DOCUMENT TEXT.
--

When instead the temperature profile decreases much faster than the dry-adiabatic lapse rate (such a profile is called a superadiabatic lapse rate), heat from the chimney stack or the ground can generate thermal eddies large enough to catch the plume and make it loop up and down. This condition occurs on warm days when the ground quickly absorbs a lot of solar heat before the air circulation can remove it. Looping never occurs when there is a strong wind to cool the ground or when there is a layer of snow on it.

If the air-temperature profile has a positive lapse rate, that is, if it increases with height in an inversion, the plume is limited to a relatively thin streaming called fanning. When part of it attempts to rise, it adiabatically cools and becomes considerably cooler than the ambient air, so that the ascent quickly stops. Similarly, if part of the plume attempts to descend, it warms adiabatically, becomes warmer than the ambient air and quickly stops descending.

Lofting is what happens when a temperature inversion below the top of the stack limits downward movement. This type of temperature profile is usually found in the evening, when the ground and the lower part of the atmosphere have begun to cool as the sun disappears but the part of the atmosphere near the stack top is still relatively warm.

Fumigation is the term for what happens when positive and negative lapse rates exist simultaneously, with an inversion above the region where the lapse rate is negative. The inversion prevents the plume from diffusing upward, and the warming near the ground generates a turbulent mixing that brings the plume to ground level. This situation typically occurs in the morning as the ground and the lower air begin to warm.

A similar temperature profile, but one that has a less steep lapse rate near -the ground, creates a trapping of the plume between the inversion level and the ground. The plume diffuses to the ground without the aid of large-scale turbulent mixing from warm ground.

Plumes emitted in an otherwise coning or lofting situation might be hot enough to burst upward in thermals: blobs of hot air traveling upward in doughnut form with a strong upward motion in the center and a weaker downward motion on the outside. Such currents, found over well-heated ground or over factories, are used by glider pilots to gain lift.

The shape of the plume in each of these basic cases can be altered if the plume is initially released from the stack with a large momentum. For example, if the elevated inversion layer in fumigation or trapping is relatively shallow, a plume with enough momentum may be able to penetrate the layer instead of being confined below it. Some localities have frequent or persistent inversion layers, and chimneys there are often designed to give the escaping gas enough momentum to make the plume puncture the inversion before the plume levels ~ off. In this way the pollution at ground level is considerably reduced.

--

[Dataset extracts labeled with boxes]

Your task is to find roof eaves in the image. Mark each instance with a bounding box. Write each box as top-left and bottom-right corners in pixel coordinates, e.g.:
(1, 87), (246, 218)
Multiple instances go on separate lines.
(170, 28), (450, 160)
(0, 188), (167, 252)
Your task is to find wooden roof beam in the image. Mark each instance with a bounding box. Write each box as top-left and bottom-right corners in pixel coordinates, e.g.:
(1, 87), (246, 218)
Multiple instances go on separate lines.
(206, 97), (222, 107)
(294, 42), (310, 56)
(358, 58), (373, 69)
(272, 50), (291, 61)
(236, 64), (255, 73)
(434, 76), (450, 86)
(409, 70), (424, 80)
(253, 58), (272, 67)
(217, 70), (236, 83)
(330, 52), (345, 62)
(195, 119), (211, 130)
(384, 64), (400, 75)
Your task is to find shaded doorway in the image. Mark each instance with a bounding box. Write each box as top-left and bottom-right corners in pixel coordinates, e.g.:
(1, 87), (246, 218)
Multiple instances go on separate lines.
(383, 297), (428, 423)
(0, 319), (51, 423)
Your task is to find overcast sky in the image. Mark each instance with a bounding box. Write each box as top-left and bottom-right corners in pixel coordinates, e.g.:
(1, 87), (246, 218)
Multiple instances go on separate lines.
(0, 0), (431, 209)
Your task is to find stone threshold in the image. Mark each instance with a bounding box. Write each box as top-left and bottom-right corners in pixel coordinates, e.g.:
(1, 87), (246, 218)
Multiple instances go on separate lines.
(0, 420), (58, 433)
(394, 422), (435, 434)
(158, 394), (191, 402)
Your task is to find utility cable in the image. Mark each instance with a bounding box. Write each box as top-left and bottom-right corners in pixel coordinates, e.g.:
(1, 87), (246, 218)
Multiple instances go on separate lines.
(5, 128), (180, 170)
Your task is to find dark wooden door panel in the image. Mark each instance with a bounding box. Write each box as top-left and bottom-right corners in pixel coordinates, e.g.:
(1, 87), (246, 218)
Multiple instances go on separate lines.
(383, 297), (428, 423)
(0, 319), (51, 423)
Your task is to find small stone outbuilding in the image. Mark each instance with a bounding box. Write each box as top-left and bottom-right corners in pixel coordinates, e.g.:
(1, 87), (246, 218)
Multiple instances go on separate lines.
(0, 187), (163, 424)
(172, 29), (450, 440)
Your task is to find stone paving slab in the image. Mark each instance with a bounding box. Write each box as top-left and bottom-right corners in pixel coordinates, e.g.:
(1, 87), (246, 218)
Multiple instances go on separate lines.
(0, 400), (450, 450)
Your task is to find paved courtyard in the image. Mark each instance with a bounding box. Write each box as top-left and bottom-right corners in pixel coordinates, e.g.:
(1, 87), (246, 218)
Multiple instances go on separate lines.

--

TO DO.
1. In the passage on smoke plumes, at what time of day does fumigation typically happen?
2. Carry the passage on smoke plumes forward from its last sentence.

EXPECTED RESULTS.
1. In the morning, as the ground and the lower air begin to warm.

2.
The shapes taken on by wet plumes may be somewhat different from those of dry ones because the adiabatic lapse rate is less steep once water begins to condense in the plume. Some plumes, such as those emanating from power plants, are visible because water condenses out almost immediately to produce a white stream. The mixing of the plume with the surrounding air quickly leads to evaporation, however, so that the visible part of the plume is short.

Sometimes the gas rising through a stack is washed with a spray of water to remove the pollutants. The plume then emerges with water already in the liquid state. When the water evaporates as the plume mixes with the air, the plume is cooled by the energy it loses to the evaporation. (When water evaporates from your skin as you stand in a breeze, you feel cool because your body heat provides the energy to change the water from liquid to vapor.) As a result this rapidly cooled plume will drop, probably reaching the ground near the stack.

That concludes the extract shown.